Problem description
Transcribe the following theater review word for word, in its entirety.

Source document
--

Theater: 'Can-Can' Can; Familiar 'Country;' Sweet 'Cinderella'

CAN-CAN ** 1/2 out of ****
THE COUNTRY HOUSE ** 1/2 out of ****
CINDERELLA ** 1/2 out of ****

CAN-CAN ** 1/2 out of ****

Emmy winner David Lee -- who was a writer-producer on Cheers and went on to co-create Frasier and Wings -- has been making a specialty of reviving and reworking musicals with troubled books. For years, Lee has been focused on two shows in particular, staging them around the country and generally whipping them into shape. One is Camelot, one of the best scores in musical theater with reportedly one of the worst books. His latest mounting of that show is at Two River Theater in Red Bank, New Jersey starting in mid-November.

And now here he comes with Can-Can, a show most everyone felt had a weak Cole Porter score and a cliched book by the legendary Abe Burrows. Lee has mounted this show over the past few years, including the Pasadena Playhouse in 2007 with much of the same creative team on board. The sole Broadway revival back in 1981 lasted a scant five performances (but still somehow garnered three Tony nominations).

Ever since then, everyone putting on Can-Can (and that hasn't happened often) shoehorns in other Porter songs to try and pump up the score. Against all logic, Lee has stuck with the original songs, adding only "Who Said Gay Paree?," a tune written for the show but cut out of town. While he and his writing partner Joel Fields politely insist they're only burnishing and polishing the work of Burrows (the show credits him with the book and them with a "Revised By" tag), in fact they've done considerable work here. The result is -- I imagine -- the strongest Can-Can yet and likely the best one can build with the material at hand. It's fun and light, but merely a minor show given a loving rebirth. No one would confuse it with a classic.

--

Supplied material
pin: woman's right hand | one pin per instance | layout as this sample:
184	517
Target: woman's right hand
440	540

--

Written reply
Theater: 'Can-Can' Can; Familiar 'Country;' Sweet 'Cinderella'

CAN-CAN ** 1/2 out of ****
THE COUNTRY HOUSE ** 1/2 out of ****
CINDERELLA ** 1/2 out of ****

CAN-CAN ** 1/2 out of ****

Emmy winner David Lee -- who was a writer-producer on Cheers and went on to co-create Frasier and Wings -- has been making a specialty of reviving and reworking musicals with troubled books. For years, Lee has been focused on two shows in particular, staging them around the country and generally whipping them into shape. One is Camelot, one of the best scores in musical theater with reportedly one of the worst books. His latest mounting of that show is at Two River Theater in Red Bank, New Jersey starting in mid-November.

And now here he comes with Can-Can, a show most everyone felt had a weak Cole Porter score and a cliched book by the legendary Abe Burrows. Lee has mounted this show over the past few years, including the Pasadena Playhouse in 2007 with much of the same creative team on board. The sole Broadway revival back in 1981 lasted a scant five performances (but still somehow garnered three Tony nominations).

Ever since then, everyone putting on Can-Can (and that hasn't happened often) shoehorns in other Porter songs to try and pump up the score. Against all logic, Lee has stuck with the original songs, adding only "Who Said Gay Paree?," a tune written for the show but cut out of town. While he and his writing partner Joel Fields politely insist they're only burnishing and polishing the work of Burrows (the show credits him with the book and them with a "Revised By" tag), in fact they've done considerable work here. The result is -- I imagine -- the strongest Can-Can yet and likely the best one can build with the material at hand. It's fun and light, but merely a minor show given a loving rebirth. No one would confuse it with a classic.